§ **Written problem**
Copy word for word the stretch of the material below from the line containing "Where can the green tree" through the line containing "Query: blue bin lid", with both of those lines included.
::: Source material :::
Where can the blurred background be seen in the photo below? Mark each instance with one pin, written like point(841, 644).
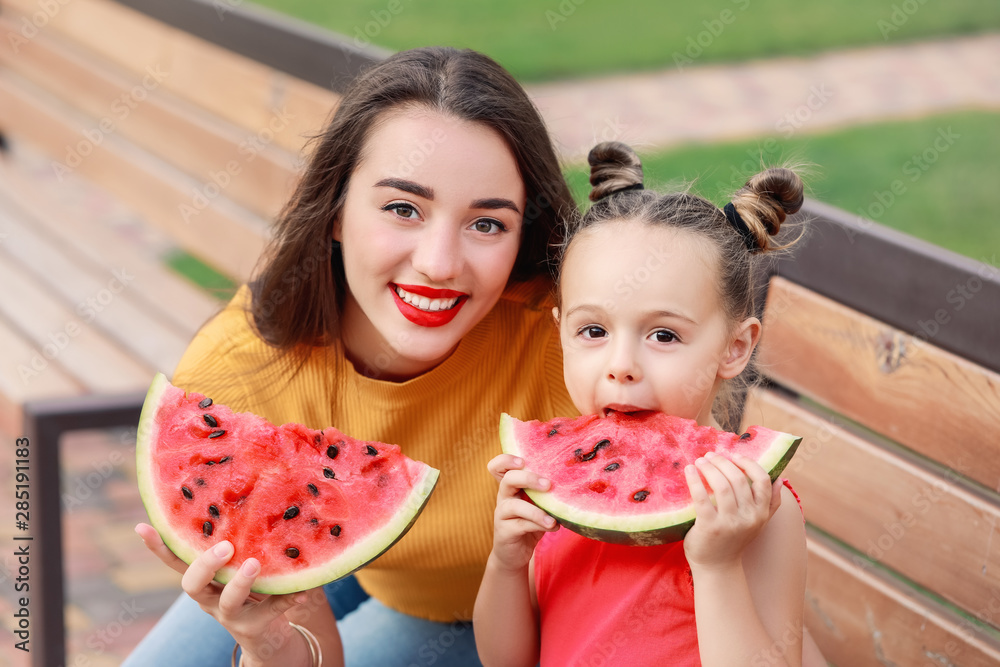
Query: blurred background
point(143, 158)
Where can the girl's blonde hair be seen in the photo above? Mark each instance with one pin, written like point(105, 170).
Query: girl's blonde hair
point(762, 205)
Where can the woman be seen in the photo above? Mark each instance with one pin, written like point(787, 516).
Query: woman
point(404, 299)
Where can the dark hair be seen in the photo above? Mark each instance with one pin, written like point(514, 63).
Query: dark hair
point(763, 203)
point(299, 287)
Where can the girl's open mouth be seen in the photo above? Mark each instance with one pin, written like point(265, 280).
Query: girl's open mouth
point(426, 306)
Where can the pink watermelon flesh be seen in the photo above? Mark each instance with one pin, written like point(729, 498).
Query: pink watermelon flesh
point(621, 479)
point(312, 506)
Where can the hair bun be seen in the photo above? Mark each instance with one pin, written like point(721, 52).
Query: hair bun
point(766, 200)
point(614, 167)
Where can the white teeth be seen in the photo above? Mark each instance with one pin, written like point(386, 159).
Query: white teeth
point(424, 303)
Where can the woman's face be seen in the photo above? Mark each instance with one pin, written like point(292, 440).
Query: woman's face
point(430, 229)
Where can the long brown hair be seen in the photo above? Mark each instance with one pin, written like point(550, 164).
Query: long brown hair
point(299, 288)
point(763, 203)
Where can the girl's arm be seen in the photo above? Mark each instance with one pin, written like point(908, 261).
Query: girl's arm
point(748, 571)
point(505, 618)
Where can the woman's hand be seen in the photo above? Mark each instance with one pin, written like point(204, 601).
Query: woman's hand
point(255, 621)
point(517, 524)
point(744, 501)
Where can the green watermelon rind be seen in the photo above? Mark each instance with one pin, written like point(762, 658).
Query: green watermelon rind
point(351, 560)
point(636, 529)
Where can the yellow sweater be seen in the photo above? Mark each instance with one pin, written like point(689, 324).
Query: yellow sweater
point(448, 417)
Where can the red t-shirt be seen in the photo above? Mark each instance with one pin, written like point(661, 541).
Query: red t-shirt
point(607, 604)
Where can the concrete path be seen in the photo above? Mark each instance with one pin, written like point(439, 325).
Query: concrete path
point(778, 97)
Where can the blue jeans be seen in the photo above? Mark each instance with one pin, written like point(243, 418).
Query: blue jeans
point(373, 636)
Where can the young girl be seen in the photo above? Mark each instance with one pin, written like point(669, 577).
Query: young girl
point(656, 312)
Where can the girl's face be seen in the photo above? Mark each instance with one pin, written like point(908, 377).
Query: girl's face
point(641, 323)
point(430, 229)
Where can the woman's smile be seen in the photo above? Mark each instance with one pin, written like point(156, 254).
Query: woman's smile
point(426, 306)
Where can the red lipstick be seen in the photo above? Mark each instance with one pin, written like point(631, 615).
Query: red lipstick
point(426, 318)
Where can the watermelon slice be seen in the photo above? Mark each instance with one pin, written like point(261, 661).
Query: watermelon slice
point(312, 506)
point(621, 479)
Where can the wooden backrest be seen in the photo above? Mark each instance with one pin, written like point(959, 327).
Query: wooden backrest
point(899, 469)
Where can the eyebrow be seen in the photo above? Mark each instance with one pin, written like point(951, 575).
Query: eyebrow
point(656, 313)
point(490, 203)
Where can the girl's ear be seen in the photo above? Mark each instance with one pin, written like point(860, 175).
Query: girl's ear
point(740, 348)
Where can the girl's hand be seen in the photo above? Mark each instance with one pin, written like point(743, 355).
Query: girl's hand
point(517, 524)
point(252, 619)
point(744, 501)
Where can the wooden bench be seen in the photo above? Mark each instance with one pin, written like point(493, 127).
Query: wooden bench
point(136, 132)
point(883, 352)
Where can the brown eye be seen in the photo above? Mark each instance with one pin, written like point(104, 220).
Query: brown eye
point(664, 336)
:::
::: Source material :::
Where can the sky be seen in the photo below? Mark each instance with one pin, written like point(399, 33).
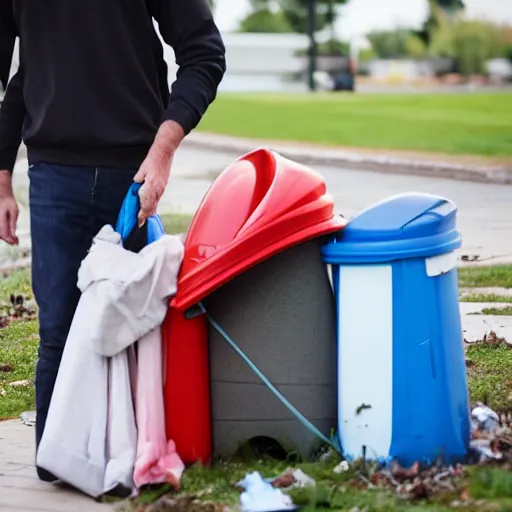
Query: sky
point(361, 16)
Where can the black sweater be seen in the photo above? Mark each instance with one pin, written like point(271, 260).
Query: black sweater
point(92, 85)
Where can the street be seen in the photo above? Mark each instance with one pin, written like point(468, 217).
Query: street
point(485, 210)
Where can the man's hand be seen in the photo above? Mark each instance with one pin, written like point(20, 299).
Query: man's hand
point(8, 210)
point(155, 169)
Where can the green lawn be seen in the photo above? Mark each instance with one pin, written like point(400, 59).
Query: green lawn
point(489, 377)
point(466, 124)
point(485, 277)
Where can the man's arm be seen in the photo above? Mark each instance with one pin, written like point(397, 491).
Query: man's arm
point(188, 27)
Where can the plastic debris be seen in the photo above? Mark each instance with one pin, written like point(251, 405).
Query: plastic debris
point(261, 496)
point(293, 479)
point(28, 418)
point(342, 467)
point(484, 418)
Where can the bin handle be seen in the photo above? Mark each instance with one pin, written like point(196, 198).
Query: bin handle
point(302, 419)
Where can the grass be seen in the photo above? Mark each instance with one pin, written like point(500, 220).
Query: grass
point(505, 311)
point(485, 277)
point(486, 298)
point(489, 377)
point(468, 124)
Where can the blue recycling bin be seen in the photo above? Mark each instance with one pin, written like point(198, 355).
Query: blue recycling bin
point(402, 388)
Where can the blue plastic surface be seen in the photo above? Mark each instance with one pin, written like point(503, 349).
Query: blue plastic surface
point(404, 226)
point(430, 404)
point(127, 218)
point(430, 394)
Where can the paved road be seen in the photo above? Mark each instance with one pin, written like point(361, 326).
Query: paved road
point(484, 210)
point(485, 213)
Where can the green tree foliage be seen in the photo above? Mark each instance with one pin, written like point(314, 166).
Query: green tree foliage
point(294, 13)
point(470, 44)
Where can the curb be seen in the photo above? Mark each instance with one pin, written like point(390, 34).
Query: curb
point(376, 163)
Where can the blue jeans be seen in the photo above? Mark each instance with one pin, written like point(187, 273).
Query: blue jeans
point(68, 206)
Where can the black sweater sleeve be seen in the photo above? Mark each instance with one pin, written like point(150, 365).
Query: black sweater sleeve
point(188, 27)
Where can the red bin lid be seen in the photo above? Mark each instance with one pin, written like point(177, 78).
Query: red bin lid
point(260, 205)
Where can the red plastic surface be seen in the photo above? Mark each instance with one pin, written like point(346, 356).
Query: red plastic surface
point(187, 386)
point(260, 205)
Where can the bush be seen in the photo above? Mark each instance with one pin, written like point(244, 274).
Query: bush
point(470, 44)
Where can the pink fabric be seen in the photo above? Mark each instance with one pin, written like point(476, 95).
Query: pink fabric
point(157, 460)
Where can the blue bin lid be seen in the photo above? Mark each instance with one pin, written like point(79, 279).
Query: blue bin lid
:::
§ **Full output**
Where can the green tree foliage be seen in the photo above? Mark each instance with one pin, written like point(314, 166).
Query: green tree foliage
point(294, 13)
point(470, 44)
Where can the curb be seen in the photo above? Mark each instance with one pin, written like point(390, 34).
Query: curb
point(376, 163)
Where can the blue jeans be seen in the photo above? Mark each instance with one pin, written like point(187, 273).
Query: blue jeans
point(68, 206)
Where can the black sweater sleeve be seen in the photo above? Mark each instance with one pin, written like point(150, 365).
Query: black sweater sleeve
point(188, 27)
Where can the red bin lid be seen in the photo above? Mark each instance with one pin, written like point(177, 78).
Query: red bin lid
point(260, 205)
Where can the red plastic surface be seen in the photo above? Mark each instance with one pin, written like point(346, 356).
Query: red plastic surface
point(187, 386)
point(260, 205)
Where can the bush be seen in the photo above? Mark each instance with one pin, written like point(244, 274).
Query: bush
point(470, 44)
Where can the pink fabric be seen in the photo above? Mark each instance with one pin, written like point(476, 95).
Query: pink fabric
point(157, 460)
Where can the blue bin lid be seen in the photo above? Mark each instance with one pin, written like point(79, 279).
Query: blue bin lid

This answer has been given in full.